Die Kandidaten für die Auszeichnungen der Spielzeit 2021/22 wurden nicht bekanntgegeben, sondern auf der Internetseite der russischen nationale Theaterauszeichnung „Goldene Maske“ veröffentlicht. Zur bemerkenswertesten Entscheidung der Experten wurde, dass im Wettbewerb der Schauspieltheater zwei der wichtigsten Nominierungen herausgefallen sind. In der Kategorie „Drama / Regiearbeit“ „werden auf Entscheidung des Stifters der Auszeichnung des Verbands der Theaterschaffenden keine Kandidaten nominiert. Und Kandidaten in der Kategorie „Drama / Arbeit eines Dramaturgen“ „sind angesichts des Fehlens eines Wettbewerbs nicht benannt worden“. Formell besteht die Ursache darin, dass im es im Hauptwettbewerb keine Inszenierungen zu zeitgenössischen Stücken gegeben habe.
Jedoch haben beide beispiellosen Entscheidungen, die angesichts des Drucks des Stifters und des Kulturministeriums in der sich herausgebildeten Situation zu erwarten waren, die russische Theatergemeinschaft erschüttert und erneut gespalten. Zumal die Idee, in dieser Saison das Festival der besten Inszenierungen ohne einen Wettbewerb durchzuführen, keine Unterstützung gefunden hatte. Ein Teil verurteilte solch einen Kompromiss scharf, da so auch der professionelle Beitrag der Regisseure an sich „gecancelt“ werde. Und vom Wesen her würden die Menschen, die hinter der Gestaltung konkreter Inszenierungen stehen, unter den Tisch fallen. (Und zur Praxis der russischen Theater werden bereits Programmhefte und Theaterplakate mit anonymen Autoren.) Aber gerade im Interesse einer Bewahrung der Werke an sich sei, wie der andere Teil der Theaterschaffenden überzeugt ist, dieses „Opfer“ dargebracht worden.

» **Daten zur Prüfung**:
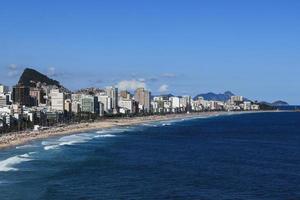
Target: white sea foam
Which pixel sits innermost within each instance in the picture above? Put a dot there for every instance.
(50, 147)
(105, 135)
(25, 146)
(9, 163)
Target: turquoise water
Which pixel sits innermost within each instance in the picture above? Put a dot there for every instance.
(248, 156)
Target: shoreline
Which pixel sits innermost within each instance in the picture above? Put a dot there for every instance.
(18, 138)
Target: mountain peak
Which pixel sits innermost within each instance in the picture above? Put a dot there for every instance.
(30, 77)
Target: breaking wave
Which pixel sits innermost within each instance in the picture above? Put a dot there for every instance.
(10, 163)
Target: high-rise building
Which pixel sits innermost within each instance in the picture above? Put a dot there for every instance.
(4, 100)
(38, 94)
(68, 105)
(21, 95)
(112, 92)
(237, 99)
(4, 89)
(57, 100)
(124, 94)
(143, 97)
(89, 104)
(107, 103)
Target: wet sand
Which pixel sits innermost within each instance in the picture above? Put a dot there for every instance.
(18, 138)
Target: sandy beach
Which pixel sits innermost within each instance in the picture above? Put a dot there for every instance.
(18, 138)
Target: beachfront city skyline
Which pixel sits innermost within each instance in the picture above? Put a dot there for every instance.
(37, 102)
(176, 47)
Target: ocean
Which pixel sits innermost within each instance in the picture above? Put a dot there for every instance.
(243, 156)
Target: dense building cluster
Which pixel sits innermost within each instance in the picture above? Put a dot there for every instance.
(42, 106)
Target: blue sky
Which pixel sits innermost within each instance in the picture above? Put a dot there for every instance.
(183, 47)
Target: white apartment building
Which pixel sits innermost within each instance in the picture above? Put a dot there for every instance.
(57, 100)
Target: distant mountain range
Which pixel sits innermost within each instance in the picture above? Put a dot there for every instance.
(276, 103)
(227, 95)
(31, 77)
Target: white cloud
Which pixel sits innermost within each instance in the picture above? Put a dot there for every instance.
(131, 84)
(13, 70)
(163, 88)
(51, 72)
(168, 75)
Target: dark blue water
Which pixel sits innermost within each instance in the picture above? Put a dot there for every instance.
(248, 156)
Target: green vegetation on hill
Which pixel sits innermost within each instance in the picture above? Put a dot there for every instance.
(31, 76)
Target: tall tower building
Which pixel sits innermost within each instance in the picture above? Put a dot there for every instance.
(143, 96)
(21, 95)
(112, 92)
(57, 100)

» **Zu bearbeitende Aufgaben**:
a - Welche zwei Kategorien im Wettbewerb der Schauspieltheater blieben laut dem Text über die „Goldene Maske“ ohne Kandidaten?
b - Setzen Sie den Text über die „Goldene Maske“ nach seinem letzten Satz fort.

» **Ihre Antworten**:
a - „Drama / Regiearbeit“ und „Drama / Arbeit eines Dramaturgen“.

b -
Im Wettbewerb sind somit Inszenierungen inoffiziell verbotener Regisseure und Dramatiker vertreten, deren Namen jetzt nicht offen genannt werden: die Moskauer Inszenierungen „Krieg und Frieden“ von Rimas Tuminas (Wachtangow-Theater), „Kostik“ von Dmitrij Krymow (Puschkin-Theater) und „R“ des Theaters „Satirikon“, aus dessen Spielplan der Name des Autors der Inszenierung – Michail Durnenkow – entfernt wurde; die Petersburger Aufführung „Leben und Ansichten von Tristram Shandy, Gentleman“ nach dem gleichnamigen Roman von Laurence Sterne im Lensowjet-Theater in einer Inszenierung von Boris Pawlowitsch (im Wettbewerb in der Kategorie „Experiment“ ist auch einer der Teile seines performativen „Pilzsucher-Projekts“ „Der Wald“) und die Nowosibirsker Arbeit „Die Wildente“ von Timofej Kuljabin im Theater „Rote Fackel“.
Für die „Große Form“ im „Schauspiel“ ist auch die Aufführung von Andrej Mogutschij mit Nina Usatowaja in der Hauptrolle – „Ein Mutterherz“ nach Wassilij Schukschin im Petersburger Großen Towstonogow-Schauspieltheater – nominiert worden. Diese Inszenierung wurde zusammen mit der Moskauer Inszenierung „Krieg und Frieden“ Spitzenreiter hinsichtlich der Anzahl einzelner Nominierungen – für Schauspieler und Gestalter. Für den Regisseur Pjotr Schereschewskij hat sich die Spielzeit als eine fruchtbare erweisen. Nominiert wurden drei seiner Arbeiten („Macbeth“ im Nowokusnezker Theater, „Maria Stuart“ des Moskauer Theaters für den jungen Zuschauer und „Atilla“ des „Tschechow-Zentrums“ aus Juschno-Sachalinsk). Bereichert wird die Liste durch die Regie-Debütanten Anton Fjodorow („Morphium“ nach Bulgakow im Pskower Dramentheater; seine Nominierung kommt auch in der „Kleinen Form“ für „Das Kind“ des Kammertheaters Woronesch vor) und Roman Gabria für „Karenina, A.“ des Großen Schauspieltheaters von Tjumen.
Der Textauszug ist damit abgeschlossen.